→ Dataset items
+--
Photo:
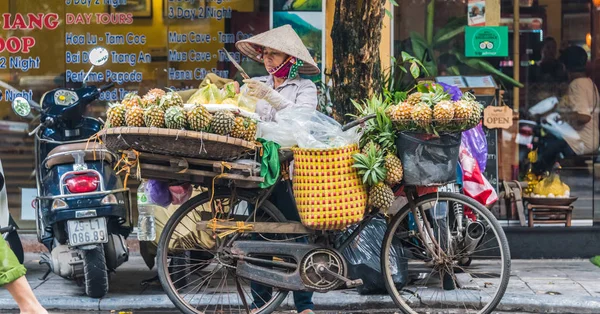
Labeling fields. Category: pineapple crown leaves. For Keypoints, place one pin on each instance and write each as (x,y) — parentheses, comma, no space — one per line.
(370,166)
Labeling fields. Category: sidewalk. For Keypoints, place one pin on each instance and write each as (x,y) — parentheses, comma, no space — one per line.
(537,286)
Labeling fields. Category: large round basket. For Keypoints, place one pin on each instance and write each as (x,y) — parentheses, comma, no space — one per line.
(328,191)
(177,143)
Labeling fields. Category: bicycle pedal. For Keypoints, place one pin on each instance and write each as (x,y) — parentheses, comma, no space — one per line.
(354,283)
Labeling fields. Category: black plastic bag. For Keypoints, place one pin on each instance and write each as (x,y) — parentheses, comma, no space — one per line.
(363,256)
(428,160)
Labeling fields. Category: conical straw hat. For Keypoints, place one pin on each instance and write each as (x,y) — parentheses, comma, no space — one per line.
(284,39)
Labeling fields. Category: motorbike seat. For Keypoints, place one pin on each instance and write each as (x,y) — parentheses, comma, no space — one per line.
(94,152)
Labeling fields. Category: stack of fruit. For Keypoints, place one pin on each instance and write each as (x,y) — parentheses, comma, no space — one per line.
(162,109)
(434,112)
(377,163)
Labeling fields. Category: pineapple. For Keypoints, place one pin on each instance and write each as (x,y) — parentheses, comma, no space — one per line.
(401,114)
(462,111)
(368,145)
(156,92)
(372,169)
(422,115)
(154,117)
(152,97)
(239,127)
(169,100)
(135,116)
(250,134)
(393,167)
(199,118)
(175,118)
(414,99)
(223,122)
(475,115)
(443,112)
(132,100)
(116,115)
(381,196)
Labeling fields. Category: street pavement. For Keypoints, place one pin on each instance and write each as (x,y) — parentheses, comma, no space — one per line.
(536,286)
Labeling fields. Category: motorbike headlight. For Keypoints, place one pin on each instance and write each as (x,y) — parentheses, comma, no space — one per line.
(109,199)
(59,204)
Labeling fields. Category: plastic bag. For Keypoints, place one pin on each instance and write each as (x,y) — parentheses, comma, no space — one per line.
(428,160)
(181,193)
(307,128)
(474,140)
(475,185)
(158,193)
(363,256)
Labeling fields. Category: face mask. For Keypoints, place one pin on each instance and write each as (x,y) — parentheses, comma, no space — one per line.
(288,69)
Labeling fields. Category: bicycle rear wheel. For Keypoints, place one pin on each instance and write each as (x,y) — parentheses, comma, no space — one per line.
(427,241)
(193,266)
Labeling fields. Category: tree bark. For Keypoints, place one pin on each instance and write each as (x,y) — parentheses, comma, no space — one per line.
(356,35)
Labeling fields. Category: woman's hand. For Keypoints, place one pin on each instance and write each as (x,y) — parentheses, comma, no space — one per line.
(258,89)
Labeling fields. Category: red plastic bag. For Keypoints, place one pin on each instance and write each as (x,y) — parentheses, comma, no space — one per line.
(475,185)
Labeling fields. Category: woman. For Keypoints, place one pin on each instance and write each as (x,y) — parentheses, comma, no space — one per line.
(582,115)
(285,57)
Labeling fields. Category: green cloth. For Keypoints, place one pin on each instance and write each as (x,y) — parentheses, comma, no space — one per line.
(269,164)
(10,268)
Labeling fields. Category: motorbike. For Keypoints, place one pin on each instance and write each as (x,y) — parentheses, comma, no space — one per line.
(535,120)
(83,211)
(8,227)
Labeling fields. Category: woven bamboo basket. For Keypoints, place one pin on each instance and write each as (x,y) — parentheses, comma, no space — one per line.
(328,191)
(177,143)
+--
→ Aim
Reproduce all of the items above word for word, leaving out the pictures.

→ Task result
Photo:
Labeling fields. Category: pineapple crown leaves. For Keypoints, place one pin on each instance and write each as (x,y) — parentheses, comma, no space — one per line.
(370,166)
Labeling fields. Category: sidewalk. For Keypoints, place one pin on each instance and write each as (x,y) — parentheses, comma, no space — one per line.
(537,286)
Labeling fields. Category: large round basket. For Keypoints, place one pin on each instance and write each as (x,y) — parentheses, comma, no space — one per line.
(328,191)
(177,143)
Labeling fields. Category: bicycle pedal. For Keypoints, place one pin on each instance and write each as (x,y) — parentheses, comma, no space — one per line.
(354,283)
Labeling fields. Category: black plastic bag. For Keypoints, place one pin on each instance and write each as (x,y) — parentheses, comma, no space — one per line.
(363,256)
(428,160)
Labeling fields. Category: conical straw hat. For Keypoints, place one pin on each instance and write each as (x,y) — parentheses, comma, no space — one per line.
(284,39)
Labeling fields. Category: motorbike seat. For Keypoints, place one pin on each instance and write each as (x,y) — parentheses, comma, no space — one per line.
(94,152)
Labeling fields. Category: stack of fruit. For Keypoints, place one pin on each instance and write each as (x,y) — parentheses, comma, no space — one per line.
(162,109)
(434,112)
(377,163)
Labeling fields. Category: pineapple. For Keypoints, place one pin on each instance and write each as (x,y) — parentheses, comma, no space — one per line.
(401,114)
(462,111)
(368,145)
(156,92)
(372,169)
(422,115)
(154,117)
(152,97)
(239,127)
(169,100)
(135,116)
(250,134)
(393,167)
(199,118)
(175,118)
(414,99)
(223,122)
(475,115)
(443,112)
(132,100)
(116,115)
(381,196)
Labeling fields. Category: street pavement. For Keypoints, place one pin on each instance and write each as (x,y) — parentheses, comma, no space — one per line.
(536,286)
Labeling fields. Category: motorbike headlight. For Keypoints, place one pin on each instance and write each as (x,y) — parentheses, comma, no space — one per line.
(109,199)
(59,204)
Labeling fields. Category: plastic bag. For Keypoints, place one pin on each instance and write each as (x,y) — parentheses, comma, no space — one per line.
(428,160)
(181,193)
(307,128)
(474,140)
(475,185)
(158,193)
(363,256)
Labeling fields. Category: face mask. For Keypoints, place one pin on each instance and write each as (x,y) — parentheses, comma, no space — one per line.
(288,69)
Labeling fields. Category: bicycle rear wheel. For Keypoints, place one pin on each instance and write each as (x,y) — parentheses, comma, no space — one per line.
(427,241)
(193,266)
Labeling fields. Category: tree bark. For Keypoints, place one pin on each instance and write each as (x,y) — parentheses, comma, no space — one per line.
(356,35)
Labeling fields. Category: woman's hand. For Keypoints, place one pin on each instance and write each as (x,y) — parentheses, comma, no space — one per line.
(258,89)
Labeling fields. Category: red plastic bag. For Keypoints, place one pin on each instance and write each as (x,y) — parentheses, comma, no space — one per line.
(475,185)
Labeling fields. Category: woman. For Keypoints, place one pin on each instance and write each as (x,y) — parentheses, comma, no space — one per line.
(582,115)
(285,57)
Labeling fields. Category: green cloth. For Keypoints, place one pin on each instance and write each as (x,y) — parentheses, comma, no space — one per line.
(269,164)
(10,268)
Labeling fields. Category: motorbike. For Keypoints, place one pin on each instance and write each as (x,y) — parentheses, comma, no space — one per line.
(535,120)
(83,211)
(8,227)
Labeling fields. Category: woven bamboo basket. For Keypoints, place one pin on each instance and write each as (x,y) — parentheses, comma, no space — one per line.
(328,191)
(177,143)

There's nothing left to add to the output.